— Assignment —
Each entry shown below is to be reproduced exactly.
Information given Start Marker
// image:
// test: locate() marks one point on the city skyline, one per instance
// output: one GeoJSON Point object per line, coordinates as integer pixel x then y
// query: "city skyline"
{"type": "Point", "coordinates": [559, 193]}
Information given End Marker
— Completed exercise —
// image:
// test: locate() marks one point on the city skyline, one per instance
// output: one GeoJSON Point object per line, coordinates as integer pixel x then y
// query: "city skyline"
{"type": "Point", "coordinates": [559, 193]}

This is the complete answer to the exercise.